Copy every line of the records below word for word, but leave out the pictures.

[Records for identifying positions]
----------------------------------------

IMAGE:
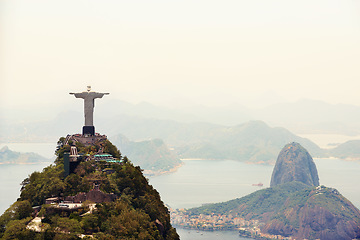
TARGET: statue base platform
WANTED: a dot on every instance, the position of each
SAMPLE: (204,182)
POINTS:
(89,130)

----------------------------------------

## RESPONSE TO THIS EXERCISE
IMAGE:
TARGET: statue base platform
WANTED: a dot on every instance, the position of each
SAMPLE: (204,182)
POINTS:
(89,130)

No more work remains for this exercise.